# What to do
Return every item below word for word, leaving the pictures out of your answer.

++++++++

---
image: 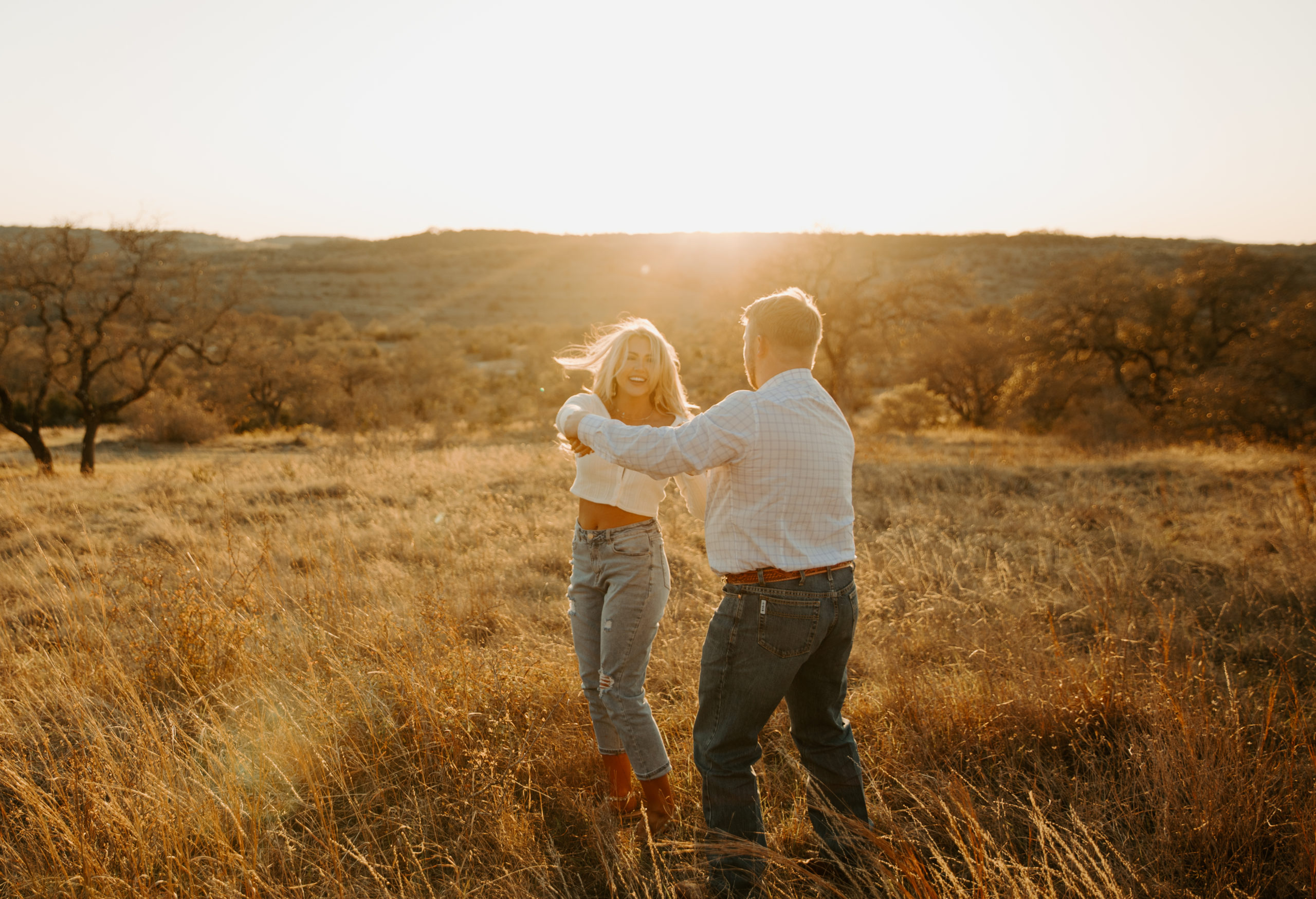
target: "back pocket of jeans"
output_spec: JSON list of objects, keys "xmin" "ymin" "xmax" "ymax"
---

++++++++

# Problem solution
---
image: 
target: "back pocket of jeans"
output_spec: JSON list of objects, keys "xmin" "ymin" "xmax" "ymax"
---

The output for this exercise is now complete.